#### Fourier Analysis Networks

FANs leverage Fourier Analysis principles to encode periodic patterns directly within neural networks. This approach makes FANs particularly effective at modeling periodic data, outperforming MLPs, KANs, and Transformers. They excel in representing both periodic and non-periodic symbolic formulas and, when integrated into a Transformer model, surpass MLP-based Transformers, LSTMs, and Mamba in time series forecasting and language modeling. Remarkably, FANs achieve these results while using fewer parameters and floating-point operations (FLOPs) than their counterparts.

Refer: [Fourier Analysis Networks (FANs) Are Here To Break Barriers In AI](https://levelup.gitconnected.com/fourier-analysis-networks-fans-are-here-to-break-barriers-in-ai-1c521c6656bc)

#### Generating A Synthetic Dataset

Generate a dataset with samples obtained from a uniform distribution between 1 and 10 with added Gaussian noise, based on the equation below:

`y = sin⁡(2πx) + cos⁡(3πx)`

In [None]:
import numpy as np
from torch.utils.data import Dataset

class SymbolicDataset(Dataset):
    def __init__(self, num_samples, noise_level):
        # Inputs obtained from sampling a uniform distribution
        self.x = np.random.uniform(0, 10, (num_samples, 1)).astype(np.float32)
        #Outputs calculated as per the periodic formula (shown above)
        self.y = (np.sin(2 * np.pi * self.x) + np.cos(3 * np.pi * self.x)).astype(np.float32)
        #Noise addition
        self.y += noise_level * np.random.randn(*self.y.shape).astype(np.float32)

    # Method that returns the number of samples in the dataset
    def __len__(self):
        return len(self.x)
    
    # Method that retrieves the sample at index 'idx'
    def __getitem__(self, idx):
        x = torch.from_numpy(self.x[idx])
        y = torch.from_numpy(self.y[idx])
        return x, y

#### Defining the FAN Layer

Define a single FAN layer using the class FANLayer below, based on the following equation.

__Problem description__
Decide whether each statement below agrees with the text on Fourier Analysis Networks. Give yes or no for each, with the deciding words from the text quoted exactly.
1. FANs need more parameters than the models they are compared with.
2. When built into a Transformer model, FANs do better than LSTMs at time series forecasting.
3. The dataset's output formula adds a sine term to a cosine term.

__Source material__
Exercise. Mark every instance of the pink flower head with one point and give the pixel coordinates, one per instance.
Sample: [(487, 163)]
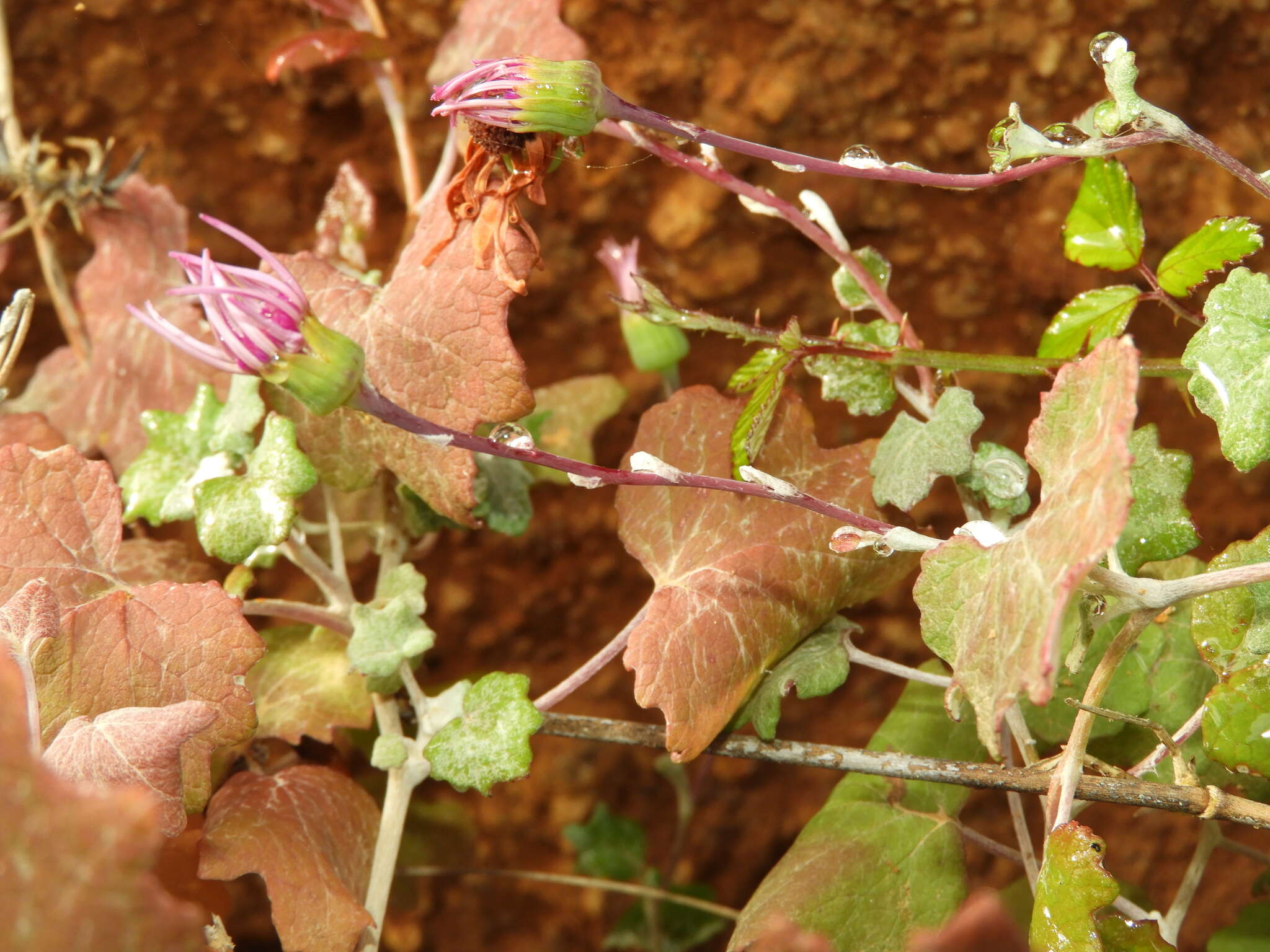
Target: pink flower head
[(255, 315)]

__Correct result__
1. No: "using fewer parameters and floating-point operations (FLOPs) than their counterparts"
2. Yes: "when integrated into a Transformer model, surpass MLP-based Transformers, LSTMs, and Mamba in time series forecasting and language modeling"
3. Yes: "np.sin(2 * np.pi * self.x) + np.cos(3 * np.pi * self.x)"